Verilen metin -
^^^^

Özlem Can, ‘Her Şey Yerli Yerinde‘ 2023, Dokuma, 260×565 cm

Sude Erkoyuncu: Üretimlerim, kültürel ve psikolojik referanslara dayanıyor. Kültürel ve sosyal etkenlerin, zaman birliği ile fikir çağrışımı üretimlerimin temelini oluşturuyor. Yazılı ve görsel diller arasında entegrasyon kurmak, hafızaya dair gözlemlenen verileri araçsallaştırmak ve iz sürmek gibi eylemler ifade biçimlerim arasında yer alıyor. Bir yandan da izleyicinin sanat yapıtı ile kurduğu diyalojik yaklaşım nasıl bir ortak üretim oluşturur sorusunun yanıtını arıyorum.

Sergide hangi işlerinizle yer alacaksınız? Bu işin özel bir hikâyesi var mı?

Aurora Tuğçe Aydın: Sergide Sinyalleri Beklerken isimli, video, analog fotoğraf ve ses kayıtları malzemeleriyle oluşturduğum bir belgesel enstalasyon projemle yer alıyorum. Enstalasyonda Sovyet Ermenistan’ı günlerine referanslar veriyorum çünkü filmdeki karakterlerim Sovyetlerin içinden geçmiş ve hayatlarını yeniden kurmuş, kurmaya çalışan kadınlar. Yerleştirmede, radyo frekansları arasında gezinirken, Ermenistan’ın unutulmuş köşelerindeki kadınların yaşamlarına tanıklık ediyoruz. Sovyet propaganda yayınları için hayati öneme sahip radyo röle merkezinde frekans operatörü olarak çalışan Hripsime ve eski bir et fabrikasının karşısındaki masaj salonunda gümrük sırası bekleyen tır şoförlerine hizmet eden Angel aracılığıyla; ataerkil bir toplumda var olmak için direnen kadınların seslerini toplayamaya, çürümeye terk edilen Sovyet mimarisi içerisinde geleceğe dair bir söz inşa etmeye çalışıyorum. Görsel imgeler, ses tasarımı ve şiirsel anlatı aracılığıyla, bu proje; izleyicilerle rezonans bulan ve onları mücadele, direniş ve kişisel hikayelerin evrensel temalarını düşünmeye davet eden bütünsel bir anlatı oluşturmayı amaçlar. Bu projenin öznesi kadınlar genellikle şehir insanları tarafından ziyaret edilmeyen bölgelerde yaşıyor ve çalışıyorlar. Amacım, onların dünyası ile onları hiç tanımayan insanlarının dünyası arasında bir köprü kurmak ve bu etkileşimi gözlemlemek. Kadınların hikayeleri aracılığıyla, kendi deneyimlerimi de -bir bakıma- paylaşabileceğime inanıyorum. Türkiye’den bir kadın sanatçı olarak, Ermenistan’da olma ve üretme deneyimini, seçtiğim kadınların deneyimleriyle birleştirmeyi amaçlıyor ve bu projeyle kadınların gücünün, direncinin ve kararlılığının beni bir sanatçı/belgeselci olarak nasıl şekillendiğini anlatmak istiyorum.

^^^^

Görev tanımı - Sergi söyleşisinden "Sude Erkoyuncu: Üretimlerim, kültürel" ile başlayıp "sorusunun yanıtını arıyorum." ile biten bölümü aynen alıntılayın.

^^^^

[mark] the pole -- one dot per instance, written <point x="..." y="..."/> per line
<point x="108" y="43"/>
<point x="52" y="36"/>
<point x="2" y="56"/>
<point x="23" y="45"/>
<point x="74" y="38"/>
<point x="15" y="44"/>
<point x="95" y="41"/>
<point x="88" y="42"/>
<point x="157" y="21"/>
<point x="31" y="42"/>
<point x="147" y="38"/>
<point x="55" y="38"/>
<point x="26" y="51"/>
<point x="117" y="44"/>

^^^^

Eksiksiz yanıt -
Sude Erkoyuncu: Üretimlerim, kültürel ve psikolojik referanslara dayanıyor. Kültürel ve sosyal etkenlerin, zaman birliği ile fikir çağrışımı üretimlerimin temelini oluşturuyor. Yazılı ve görsel diller arasında entegrasyon kurmak, hafızaya dair gözlemlenen verileri araçsallaştırmak ve iz sürmek gibi eylemler ifade biçimlerim arasında yer alıyor. Bir yandan da izleyicinin sanat yapıtı ile kurduğu diyalojik yaklaşım nasıl bir ortak üretim oluşturur sorusunun yanıtını arıyorum.